# Start of DATA PROVIDED

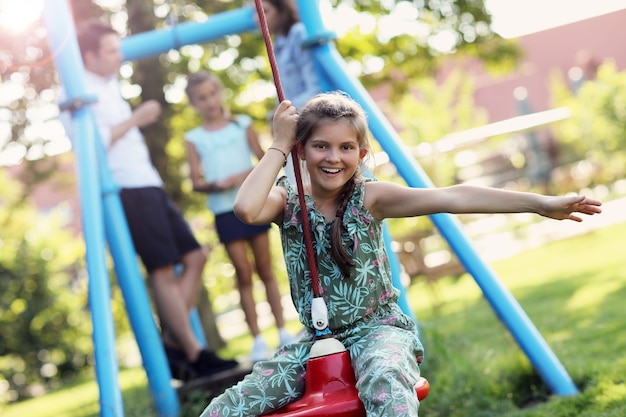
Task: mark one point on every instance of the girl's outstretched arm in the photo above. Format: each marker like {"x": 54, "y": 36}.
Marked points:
{"x": 392, "y": 200}
{"x": 258, "y": 200}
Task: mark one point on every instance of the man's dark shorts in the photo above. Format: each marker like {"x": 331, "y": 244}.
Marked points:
{"x": 160, "y": 233}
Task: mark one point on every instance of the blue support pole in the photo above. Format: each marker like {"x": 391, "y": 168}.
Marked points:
{"x": 506, "y": 307}
{"x": 396, "y": 275}
{"x": 135, "y": 296}
{"x": 62, "y": 38}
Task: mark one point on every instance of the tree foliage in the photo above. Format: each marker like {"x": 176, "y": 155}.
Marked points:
{"x": 596, "y": 131}
{"x": 44, "y": 324}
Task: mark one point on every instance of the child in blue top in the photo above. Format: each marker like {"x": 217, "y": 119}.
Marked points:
{"x": 219, "y": 154}
{"x": 346, "y": 213}
{"x": 295, "y": 63}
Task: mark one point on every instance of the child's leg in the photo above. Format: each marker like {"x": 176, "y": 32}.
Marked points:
{"x": 263, "y": 261}
{"x": 271, "y": 385}
{"x": 238, "y": 254}
{"x": 387, "y": 371}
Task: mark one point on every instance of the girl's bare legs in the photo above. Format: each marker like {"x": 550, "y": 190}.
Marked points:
{"x": 172, "y": 309}
{"x": 237, "y": 252}
{"x": 190, "y": 277}
{"x": 263, "y": 261}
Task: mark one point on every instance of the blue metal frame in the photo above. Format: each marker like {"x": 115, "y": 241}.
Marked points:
{"x": 103, "y": 217}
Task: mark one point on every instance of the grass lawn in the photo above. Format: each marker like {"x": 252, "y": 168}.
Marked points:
{"x": 573, "y": 291}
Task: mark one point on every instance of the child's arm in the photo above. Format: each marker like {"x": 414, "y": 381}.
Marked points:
{"x": 392, "y": 200}
{"x": 253, "y": 141}
{"x": 258, "y": 200}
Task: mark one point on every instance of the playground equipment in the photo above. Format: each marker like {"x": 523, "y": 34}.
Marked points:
{"x": 103, "y": 216}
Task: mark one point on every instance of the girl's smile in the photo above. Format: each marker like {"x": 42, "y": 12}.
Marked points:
{"x": 332, "y": 155}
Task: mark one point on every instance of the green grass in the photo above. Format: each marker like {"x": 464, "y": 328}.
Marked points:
{"x": 573, "y": 291}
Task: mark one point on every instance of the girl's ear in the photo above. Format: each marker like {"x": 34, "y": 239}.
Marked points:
{"x": 300, "y": 151}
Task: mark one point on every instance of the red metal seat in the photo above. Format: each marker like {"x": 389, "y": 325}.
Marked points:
{"x": 330, "y": 390}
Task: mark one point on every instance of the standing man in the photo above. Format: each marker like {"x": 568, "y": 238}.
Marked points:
{"x": 160, "y": 235}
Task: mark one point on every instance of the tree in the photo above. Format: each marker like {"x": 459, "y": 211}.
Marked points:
{"x": 44, "y": 326}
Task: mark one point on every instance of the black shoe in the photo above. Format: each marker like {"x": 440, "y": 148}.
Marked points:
{"x": 208, "y": 363}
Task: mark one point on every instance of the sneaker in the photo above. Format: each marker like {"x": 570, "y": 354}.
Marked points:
{"x": 259, "y": 350}
{"x": 284, "y": 337}
{"x": 208, "y": 363}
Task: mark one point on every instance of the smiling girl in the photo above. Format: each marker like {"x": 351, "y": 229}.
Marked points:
{"x": 346, "y": 213}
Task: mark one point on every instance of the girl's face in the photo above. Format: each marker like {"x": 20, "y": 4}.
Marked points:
{"x": 272, "y": 17}
{"x": 207, "y": 99}
{"x": 332, "y": 155}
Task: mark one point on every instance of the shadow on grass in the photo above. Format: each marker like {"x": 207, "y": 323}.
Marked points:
{"x": 477, "y": 368}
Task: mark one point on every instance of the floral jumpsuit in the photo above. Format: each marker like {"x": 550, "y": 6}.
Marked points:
{"x": 363, "y": 315}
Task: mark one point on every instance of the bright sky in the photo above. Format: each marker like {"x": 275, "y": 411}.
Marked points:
{"x": 513, "y": 18}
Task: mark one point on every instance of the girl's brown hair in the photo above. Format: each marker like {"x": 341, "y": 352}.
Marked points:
{"x": 333, "y": 107}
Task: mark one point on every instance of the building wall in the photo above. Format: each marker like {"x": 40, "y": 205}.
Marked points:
{"x": 584, "y": 43}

# End of DATA PROVIDED

* [CHALLENGE] Reproduce every line precisely as given, omitting all pictures.

* [WRITTEN REPLY]
Task: mark one point on every instance of the girl's outstretched arm in the photo above. Format: each marker like {"x": 54, "y": 36}.
Marked points:
{"x": 392, "y": 200}
{"x": 258, "y": 200}
Task: mark one point on every instance of the man's dark shorts in the photo above. Format: each marker like {"x": 331, "y": 244}.
Marked points:
{"x": 160, "y": 233}
Task: mark one point on every instance of the blue support pole in the photo above. Format: each marker like {"x": 391, "y": 168}.
Marked points:
{"x": 506, "y": 307}
{"x": 396, "y": 275}
{"x": 135, "y": 296}
{"x": 62, "y": 38}
Task: mark one point on every instance of the tree foliage in the photo above. Format: each marker like {"x": 176, "y": 155}.
Marked points:
{"x": 596, "y": 131}
{"x": 44, "y": 324}
Task: mark one point on every instance of the child in blue top in the photo above. Format: each marker like {"x": 217, "y": 119}.
Marked points:
{"x": 219, "y": 154}
{"x": 346, "y": 213}
{"x": 295, "y": 63}
Task: mark one point on every instance of the child's leg in the photo above. Format: each marker like {"x": 176, "y": 32}.
Marked points:
{"x": 263, "y": 261}
{"x": 271, "y": 385}
{"x": 238, "y": 254}
{"x": 387, "y": 371}
Task: mark one point on every instance of the girl's bare legs in the photo above. Format: each marker like {"x": 550, "y": 190}.
Marked points:
{"x": 172, "y": 309}
{"x": 237, "y": 252}
{"x": 190, "y": 277}
{"x": 263, "y": 261}
Task: mark one point on every instance of the blue metal frame in the photo above. Format: each marker like {"x": 115, "y": 241}.
Marked points:
{"x": 103, "y": 217}
Task: mark one point on every instance of the grass lawn in the photo above. Format: each marker like {"x": 252, "y": 168}.
Marked points:
{"x": 573, "y": 291}
Task: mark one point on every instance of the child's arm in the photo above. Format: each marker like {"x": 414, "y": 381}.
Marked points:
{"x": 392, "y": 200}
{"x": 253, "y": 141}
{"x": 258, "y": 200}
Task: mark one point on every instance of the playground equipment in the photo above. Format: each marker like {"x": 523, "y": 34}.
Marked points:
{"x": 103, "y": 216}
Task: mark one point on every instance of the girl's smile in the photo above. Format: each marker like {"x": 42, "y": 12}.
Marked points:
{"x": 332, "y": 155}
Task: mark one point on every instance of the green grass in the photo above. Format: each marker like {"x": 464, "y": 328}.
Marked points:
{"x": 573, "y": 291}
Task: mark one point on every instance of the girl's ear in the photo above. Format: each marker like {"x": 34, "y": 239}.
Marked points:
{"x": 300, "y": 151}
Task: mark one point on every instance of the red metal seat in the photo above. Format: each marker like {"x": 389, "y": 325}.
Marked points:
{"x": 330, "y": 390}
Task: mark one point on every instance of the standing man in the photo above. Format: each marker like {"x": 568, "y": 238}.
Marked points:
{"x": 160, "y": 235}
Task: mark one point on every instance of the tree in the photo above. Format: each marker like {"x": 459, "y": 211}.
Marked points:
{"x": 44, "y": 326}
Task: mark one point on every instance of the black shoe in the photo above. Format: each marker like {"x": 440, "y": 148}.
Marked points:
{"x": 208, "y": 363}
Task: mark one point on every instance of the sneaker in the photo above. Format: each marker like {"x": 570, "y": 354}.
Marked points:
{"x": 259, "y": 350}
{"x": 284, "y": 337}
{"x": 208, "y": 363}
Task: mark one point on every instance of the smiling girl in the photo above. Format: each marker like {"x": 351, "y": 229}.
Marked points:
{"x": 346, "y": 213}
Task: mark one point on every instance of the girl's face in the photo above. Format: each marker like {"x": 20, "y": 4}.
Marked points:
{"x": 272, "y": 17}
{"x": 207, "y": 99}
{"x": 332, "y": 155}
Task: mark one point on every instance of the shadow on grass in the photo above. Format: each marker like {"x": 207, "y": 323}.
Marked points:
{"x": 477, "y": 368}
Task: mark one point on every instance of the floral jumpsuit in the photo above. Format: each marker like {"x": 550, "y": 6}.
Marked points:
{"x": 363, "y": 315}
Task: mark one point on every instance of the bright sky in the photo above. Format: each marker like {"x": 275, "y": 411}.
Marked points:
{"x": 513, "y": 18}
Task: mark one point on every instance of the girl's brown hair in the photo above. Format: each marker like {"x": 341, "y": 352}.
Marked points:
{"x": 333, "y": 107}
Task: mark one point on every instance of the building wall in the photo above. Format: each marker like {"x": 40, "y": 205}.
Marked points:
{"x": 584, "y": 43}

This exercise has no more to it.